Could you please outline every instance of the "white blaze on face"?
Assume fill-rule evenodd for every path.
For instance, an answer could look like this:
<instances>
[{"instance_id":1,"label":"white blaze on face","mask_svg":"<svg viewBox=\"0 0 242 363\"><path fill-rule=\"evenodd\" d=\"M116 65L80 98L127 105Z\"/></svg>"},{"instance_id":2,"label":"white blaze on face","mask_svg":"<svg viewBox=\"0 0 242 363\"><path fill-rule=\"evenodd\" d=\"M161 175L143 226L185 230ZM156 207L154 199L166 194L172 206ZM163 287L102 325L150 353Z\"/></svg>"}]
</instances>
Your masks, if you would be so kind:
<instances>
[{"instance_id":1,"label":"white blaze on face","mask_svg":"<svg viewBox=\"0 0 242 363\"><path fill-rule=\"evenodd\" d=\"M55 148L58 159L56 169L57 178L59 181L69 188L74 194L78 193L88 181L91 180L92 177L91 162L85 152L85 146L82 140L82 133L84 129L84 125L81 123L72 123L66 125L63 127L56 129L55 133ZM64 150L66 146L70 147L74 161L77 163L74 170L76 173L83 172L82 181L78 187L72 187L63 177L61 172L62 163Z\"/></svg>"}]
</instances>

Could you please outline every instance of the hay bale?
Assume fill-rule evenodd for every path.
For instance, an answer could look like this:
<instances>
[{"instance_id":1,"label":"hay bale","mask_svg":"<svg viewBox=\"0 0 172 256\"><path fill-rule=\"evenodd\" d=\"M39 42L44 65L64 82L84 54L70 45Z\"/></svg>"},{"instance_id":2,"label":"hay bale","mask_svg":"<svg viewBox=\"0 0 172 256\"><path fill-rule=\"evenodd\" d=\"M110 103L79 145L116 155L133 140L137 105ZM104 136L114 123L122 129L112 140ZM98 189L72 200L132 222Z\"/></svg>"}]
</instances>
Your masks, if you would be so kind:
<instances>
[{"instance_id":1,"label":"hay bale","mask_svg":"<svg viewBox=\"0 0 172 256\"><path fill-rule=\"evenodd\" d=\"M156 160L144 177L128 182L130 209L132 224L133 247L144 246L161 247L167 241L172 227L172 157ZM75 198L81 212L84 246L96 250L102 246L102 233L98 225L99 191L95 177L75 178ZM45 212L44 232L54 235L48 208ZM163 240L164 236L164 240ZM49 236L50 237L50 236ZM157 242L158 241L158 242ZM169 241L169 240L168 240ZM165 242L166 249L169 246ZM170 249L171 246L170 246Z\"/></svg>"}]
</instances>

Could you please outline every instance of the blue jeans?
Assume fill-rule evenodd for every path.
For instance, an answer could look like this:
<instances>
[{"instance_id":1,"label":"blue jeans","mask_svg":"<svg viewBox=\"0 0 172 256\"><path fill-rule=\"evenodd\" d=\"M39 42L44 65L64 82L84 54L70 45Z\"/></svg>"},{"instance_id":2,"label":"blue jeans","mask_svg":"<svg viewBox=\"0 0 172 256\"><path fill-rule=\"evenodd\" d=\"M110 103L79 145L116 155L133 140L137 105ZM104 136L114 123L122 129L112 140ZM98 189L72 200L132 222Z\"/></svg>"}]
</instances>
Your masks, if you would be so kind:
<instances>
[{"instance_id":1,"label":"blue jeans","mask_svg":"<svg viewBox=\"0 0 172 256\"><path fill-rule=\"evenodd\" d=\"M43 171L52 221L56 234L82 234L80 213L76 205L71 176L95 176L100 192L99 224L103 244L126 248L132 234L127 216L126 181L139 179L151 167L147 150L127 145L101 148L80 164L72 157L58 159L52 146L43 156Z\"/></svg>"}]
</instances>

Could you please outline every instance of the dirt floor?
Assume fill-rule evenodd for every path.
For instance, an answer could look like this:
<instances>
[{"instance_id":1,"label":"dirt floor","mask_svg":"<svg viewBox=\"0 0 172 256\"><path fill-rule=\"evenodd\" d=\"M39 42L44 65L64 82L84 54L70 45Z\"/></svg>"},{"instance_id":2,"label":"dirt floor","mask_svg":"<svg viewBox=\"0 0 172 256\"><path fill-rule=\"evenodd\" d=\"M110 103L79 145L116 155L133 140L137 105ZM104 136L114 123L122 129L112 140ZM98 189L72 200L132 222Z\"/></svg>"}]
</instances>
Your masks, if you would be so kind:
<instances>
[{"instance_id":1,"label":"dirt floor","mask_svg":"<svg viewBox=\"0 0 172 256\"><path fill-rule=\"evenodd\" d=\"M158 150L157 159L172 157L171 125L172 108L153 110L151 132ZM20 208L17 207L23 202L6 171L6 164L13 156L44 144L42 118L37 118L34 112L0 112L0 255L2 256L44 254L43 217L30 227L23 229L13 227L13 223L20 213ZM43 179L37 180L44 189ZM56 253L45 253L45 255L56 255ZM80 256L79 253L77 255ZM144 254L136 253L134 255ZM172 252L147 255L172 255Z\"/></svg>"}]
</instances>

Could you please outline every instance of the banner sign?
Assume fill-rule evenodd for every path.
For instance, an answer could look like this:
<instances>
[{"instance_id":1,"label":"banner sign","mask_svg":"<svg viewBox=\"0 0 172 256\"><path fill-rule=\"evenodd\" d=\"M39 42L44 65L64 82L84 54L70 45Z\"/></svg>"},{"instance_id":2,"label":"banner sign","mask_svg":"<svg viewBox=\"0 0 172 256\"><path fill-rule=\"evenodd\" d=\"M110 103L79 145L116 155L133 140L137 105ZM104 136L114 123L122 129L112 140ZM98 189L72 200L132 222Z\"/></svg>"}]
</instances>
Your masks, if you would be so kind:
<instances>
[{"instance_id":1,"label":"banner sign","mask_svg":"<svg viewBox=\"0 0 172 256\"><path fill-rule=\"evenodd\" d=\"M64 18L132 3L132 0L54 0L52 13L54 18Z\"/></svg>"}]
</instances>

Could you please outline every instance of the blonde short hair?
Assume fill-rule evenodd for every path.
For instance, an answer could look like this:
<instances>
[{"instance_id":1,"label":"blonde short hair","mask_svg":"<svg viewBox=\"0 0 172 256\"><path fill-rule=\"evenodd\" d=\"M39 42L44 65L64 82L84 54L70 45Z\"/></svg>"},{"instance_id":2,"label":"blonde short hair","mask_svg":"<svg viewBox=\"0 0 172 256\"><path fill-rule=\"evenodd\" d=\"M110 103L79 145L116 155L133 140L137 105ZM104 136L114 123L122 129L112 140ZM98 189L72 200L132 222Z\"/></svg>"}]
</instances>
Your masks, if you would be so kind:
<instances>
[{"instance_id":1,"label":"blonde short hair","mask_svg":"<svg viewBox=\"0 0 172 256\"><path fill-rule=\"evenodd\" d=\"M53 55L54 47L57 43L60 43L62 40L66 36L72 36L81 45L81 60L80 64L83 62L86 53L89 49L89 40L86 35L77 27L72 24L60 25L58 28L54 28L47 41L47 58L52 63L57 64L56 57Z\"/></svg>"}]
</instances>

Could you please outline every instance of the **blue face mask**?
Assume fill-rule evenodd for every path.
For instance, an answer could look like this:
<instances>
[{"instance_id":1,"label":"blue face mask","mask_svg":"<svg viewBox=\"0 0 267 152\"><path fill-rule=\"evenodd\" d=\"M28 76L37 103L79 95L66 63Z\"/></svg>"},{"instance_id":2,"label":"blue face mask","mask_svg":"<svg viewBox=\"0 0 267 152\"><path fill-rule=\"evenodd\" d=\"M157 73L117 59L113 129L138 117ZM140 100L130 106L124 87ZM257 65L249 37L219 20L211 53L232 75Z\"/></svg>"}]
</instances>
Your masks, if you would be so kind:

____________

EXERCISE DESCRIPTION: Reproduce all of the rows above word for word, keeping them in their original order.

EXERCISE OUTPUT:
Could you please outline every instance of the "white blaze on face"?
Assume fill-rule evenodd for every path.
For instance, an answer could look like this:
<instances>
[{"instance_id":1,"label":"white blaze on face","mask_svg":"<svg viewBox=\"0 0 242 363\"><path fill-rule=\"evenodd\" d=\"M116 65L80 98L127 105Z\"/></svg>"},{"instance_id":2,"label":"white blaze on face","mask_svg":"<svg viewBox=\"0 0 242 363\"><path fill-rule=\"evenodd\" d=\"M161 175L143 226L185 230ZM156 207L154 199L166 194L172 206ZM163 287L102 325L150 353Z\"/></svg>"}]
</instances>
Your masks, if you would be so kind:
<instances>
[{"instance_id":1,"label":"white blaze on face","mask_svg":"<svg viewBox=\"0 0 242 363\"><path fill-rule=\"evenodd\" d=\"M55 148L58 159L56 169L57 178L59 181L69 188L74 194L78 193L88 181L91 180L92 177L91 162L85 152L85 146L82 140L82 133L84 129L84 125L81 123L72 123L66 125L63 127L56 129L55 133ZM64 150L66 146L70 147L74 161L77 163L74 170L76 173L83 172L82 181L78 187L72 187L63 177L61 172L62 163Z\"/></svg>"}]
</instances>

Could you please outline every instance of the hay bale?
Assume fill-rule evenodd for every path.
For instance, an answer could look like this:
<instances>
[{"instance_id":1,"label":"hay bale","mask_svg":"<svg viewBox=\"0 0 172 256\"><path fill-rule=\"evenodd\" d=\"M39 42L44 65L64 82L84 54L70 45Z\"/></svg>"},{"instance_id":2,"label":"hay bale","mask_svg":"<svg viewBox=\"0 0 172 256\"><path fill-rule=\"evenodd\" d=\"M110 103L79 145L116 155L133 140L137 105ZM104 136L114 123L122 129L112 140ZM98 189L72 200L132 222Z\"/></svg>"}]
</instances>
Your masks, if you would be so kind:
<instances>
[{"instance_id":1,"label":"hay bale","mask_svg":"<svg viewBox=\"0 0 172 256\"><path fill-rule=\"evenodd\" d=\"M156 160L144 177L128 182L130 209L132 224L133 247L144 246L161 247L167 241L172 227L172 157ZM75 198L81 212L84 246L96 250L102 246L102 233L98 225L99 191L95 177L75 178ZM45 212L44 232L54 235L48 208ZM163 240L164 236L164 240ZM49 236L50 237L50 236ZM157 242L158 241L158 242ZM169 241L169 240L168 240ZM165 242L166 249L169 246ZM170 249L171 246L170 246Z\"/></svg>"}]
</instances>

Could you please outline every instance of the blue jeans?
Assume fill-rule evenodd for every path.
For instance, an answer could look like this:
<instances>
[{"instance_id":1,"label":"blue jeans","mask_svg":"<svg viewBox=\"0 0 172 256\"><path fill-rule=\"evenodd\" d=\"M39 42L44 65L64 82L84 54L70 45Z\"/></svg>"},{"instance_id":2,"label":"blue jeans","mask_svg":"<svg viewBox=\"0 0 172 256\"><path fill-rule=\"evenodd\" d=\"M110 103L79 145L116 155L133 140L137 105ZM104 136L114 123L122 129L112 140ZM98 189L72 200L132 222Z\"/></svg>"}]
</instances>
Your masks, if you would be so kind:
<instances>
[{"instance_id":1,"label":"blue jeans","mask_svg":"<svg viewBox=\"0 0 172 256\"><path fill-rule=\"evenodd\" d=\"M43 171L52 221L56 234L82 234L80 213L76 205L71 176L95 176L100 192L99 224L103 244L126 248L132 234L127 216L126 181L139 179L151 167L147 150L127 145L101 148L80 164L72 157L58 159L52 146L43 156Z\"/></svg>"}]
</instances>

Could you please outline every instance of the dirt floor?
Assume fill-rule evenodd for every path.
For instance, an answer could look like this:
<instances>
[{"instance_id":1,"label":"dirt floor","mask_svg":"<svg viewBox=\"0 0 172 256\"><path fill-rule=\"evenodd\" d=\"M39 42L44 65L64 82L84 54L70 45Z\"/></svg>"},{"instance_id":2,"label":"dirt floor","mask_svg":"<svg viewBox=\"0 0 172 256\"><path fill-rule=\"evenodd\" d=\"M110 103L79 145L116 155L133 140L137 105ZM104 136L114 123L122 129L112 140ZM98 189L72 200L132 222Z\"/></svg>"}]
</instances>
Your masks, if you would be so kind:
<instances>
[{"instance_id":1,"label":"dirt floor","mask_svg":"<svg viewBox=\"0 0 172 256\"><path fill-rule=\"evenodd\" d=\"M158 150L157 159L172 157L171 125L172 108L153 110L151 132ZM20 208L17 207L23 202L6 171L6 164L13 156L44 144L42 118L37 118L34 112L0 112L0 255L2 256L44 254L43 217L30 227L23 229L13 227L13 223L20 213ZM43 179L37 180L44 189ZM56 253L45 253L45 255L56 255ZM80 256L79 253L77 255ZM144 254L136 253L134 255ZM172 252L147 255L172 255Z\"/></svg>"}]
</instances>

Could you please outline every instance of the banner sign?
Assume fill-rule evenodd for every path.
For instance, an answer could look like this:
<instances>
[{"instance_id":1,"label":"banner sign","mask_svg":"<svg viewBox=\"0 0 172 256\"><path fill-rule=\"evenodd\" d=\"M39 42L44 65L64 82L84 54L70 45Z\"/></svg>"},{"instance_id":2,"label":"banner sign","mask_svg":"<svg viewBox=\"0 0 172 256\"><path fill-rule=\"evenodd\" d=\"M110 103L79 145L116 155L133 140L137 105ZM104 136L114 123L122 129L112 140ZM98 189L72 200L132 222Z\"/></svg>"}]
</instances>
Your masks, if you would be so kind:
<instances>
[{"instance_id":1,"label":"banner sign","mask_svg":"<svg viewBox=\"0 0 172 256\"><path fill-rule=\"evenodd\" d=\"M64 18L132 3L132 0L54 0L52 13L54 18Z\"/></svg>"}]
</instances>

Could you please outline every instance of the blonde short hair?
Assume fill-rule evenodd for every path.
For instance, an answer could look like this:
<instances>
[{"instance_id":1,"label":"blonde short hair","mask_svg":"<svg viewBox=\"0 0 172 256\"><path fill-rule=\"evenodd\" d=\"M39 42L44 65L64 82L84 54L70 45Z\"/></svg>"},{"instance_id":2,"label":"blonde short hair","mask_svg":"<svg viewBox=\"0 0 172 256\"><path fill-rule=\"evenodd\" d=\"M110 103L79 145L116 155L133 140L137 105ZM104 136L114 123L122 129L112 140ZM98 189L72 200L132 222Z\"/></svg>"}]
</instances>
Your masks, if you would be so kind:
<instances>
[{"instance_id":1,"label":"blonde short hair","mask_svg":"<svg viewBox=\"0 0 172 256\"><path fill-rule=\"evenodd\" d=\"M53 55L54 47L57 43L60 43L62 40L66 36L72 36L81 45L81 60L80 64L83 62L86 53L89 49L89 40L86 35L77 27L72 24L60 25L58 28L54 28L47 41L47 58L52 63L57 64L56 57Z\"/></svg>"}]
</instances>

Could you please outline every instance of the **blue face mask**?
Assume fill-rule evenodd for every path.
For instance, an answer could look like this:
<instances>
[{"instance_id":1,"label":"blue face mask","mask_svg":"<svg viewBox=\"0 0 267 152\"><path fill-rule=\"evenodd\" d=\"M28 76L37 103L79 95L66 63Z\"/></svg>"},{"instance_id":2,"label":"blue face mask","mask_svg":"<svg viewBox=\"0 0 267 152\"><path fill-rule=\"evenodd\" d=\"M157 73L117 59L113 129L138 117ZM140 100L130 106L124 87ZM257 65L249 37L219 20L211 53L232 75Z\"/></svg>"}]
</instances>
Your masks, if you would be so kind:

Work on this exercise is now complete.